Reproducible Human Neural Circuits Printed with Single-Cell Precision Reveals the Functional Roles of Ephaptic Coupling

Although in vitro neuronal models are accessible and versatile systems for functional electrophysiological studies, the spontaneous and random formation of neural circuits often compromises the structural control and reproducibility. Here, we introduce a robust method for engineering human neuronal networks in vitro with single-cell precision and reproducibility. Our integrated platform combines direct laser-written microstructure templates and soft lithography-based fabrication of microscaffolds with functional multielectrode array recordings. This system enables high-throughput production of diverse circuit designs and allows for the exact placement of neurons within confined microenvironments. The system enables precise recording of spontaneous neuronal activity, as well as electrical and optogenetic stimulations. Using this approach, we constructed reproducible, bottom-up neuronal circuits composed of a defined number of human neurons. As a proof of principle, we employed these circuits to investigate ephaptic coupling, which refers to the modulation of neuronal activity by endogenous electric fields. Although it is believed to play a role in neural computations and cardiac conduction and is associated with epilepsy and arrhythmia, its mechanisms are unclear due to limitations in experimental models, both in vivo and in vitro. By controlling axonal proximity within microchannels and the number of neurons in the engineered circuits, we can quantify ephaptic coupling at different strengths, which validates theoretical predictions, including reduced action potential velocity, increased activity synchronization, and lower stimulation thresholds. Furthermore, the platform has broad potential for studying synaptic and nonsynaptic interactions, myelination processes, advancing disease modeling, and fundamental neuroscience research.

direct laser writing; ephaptic coupling; in vitro stem cell-derived neuronal networks; microelectrode array; microscaffolds; reproducible neuronal network formation; single-cell resolution.

_TASKS:_
[1] Translate this sentence from the abstract on printed human neural circuits into Spanish: "The system enables precise recording of spontaneous neuronal activity, as well as electrical and optogenetic stimulations."
[2] In the abstract on printed human neural circuits, what does the term ephaptic coupling refer to?
[3] Reproduce the part of the abstract on printed human neural circuits starting with "direct laser writing;" and going on through "formation; single-cell resolution.".

_DATA EXTRACTS:_
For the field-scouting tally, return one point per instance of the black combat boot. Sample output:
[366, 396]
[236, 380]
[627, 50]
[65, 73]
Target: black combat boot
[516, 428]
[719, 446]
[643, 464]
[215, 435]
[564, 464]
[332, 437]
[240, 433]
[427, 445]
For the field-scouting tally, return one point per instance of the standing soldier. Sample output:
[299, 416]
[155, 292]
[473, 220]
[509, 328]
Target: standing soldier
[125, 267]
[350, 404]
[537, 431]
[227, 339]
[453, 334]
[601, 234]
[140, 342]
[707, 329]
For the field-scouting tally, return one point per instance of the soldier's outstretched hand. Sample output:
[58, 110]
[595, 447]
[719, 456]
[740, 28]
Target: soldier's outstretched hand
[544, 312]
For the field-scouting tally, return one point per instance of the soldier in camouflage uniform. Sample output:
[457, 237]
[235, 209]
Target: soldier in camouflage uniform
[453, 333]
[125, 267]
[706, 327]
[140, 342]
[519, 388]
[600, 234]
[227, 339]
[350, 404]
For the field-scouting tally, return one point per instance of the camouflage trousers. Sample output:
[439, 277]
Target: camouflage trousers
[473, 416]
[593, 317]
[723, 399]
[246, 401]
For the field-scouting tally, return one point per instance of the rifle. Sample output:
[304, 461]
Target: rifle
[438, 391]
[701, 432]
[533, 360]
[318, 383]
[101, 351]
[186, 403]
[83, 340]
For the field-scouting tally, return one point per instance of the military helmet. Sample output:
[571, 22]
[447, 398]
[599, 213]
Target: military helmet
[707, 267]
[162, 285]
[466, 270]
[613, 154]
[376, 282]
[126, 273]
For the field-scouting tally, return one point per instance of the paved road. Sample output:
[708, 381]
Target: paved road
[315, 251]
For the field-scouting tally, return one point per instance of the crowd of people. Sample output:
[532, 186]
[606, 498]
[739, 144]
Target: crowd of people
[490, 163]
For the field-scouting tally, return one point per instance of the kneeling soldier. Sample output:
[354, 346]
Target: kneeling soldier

_LIST OF ANSWERS:_
[1] El sistema permite el registro preciso de la actividad neuronal espontánea, así como estimulaciones eléctricas y optogenéticas.

[2] It refers to the modulation of neuronal activity by endogenous electric fields.

[3]
direct laser writing; ephaptic coupling; in vitro stem cell-derived neuronal networks; microelectrode array; microscaffolds; reproducible neuronal network formation; single-cell resolution.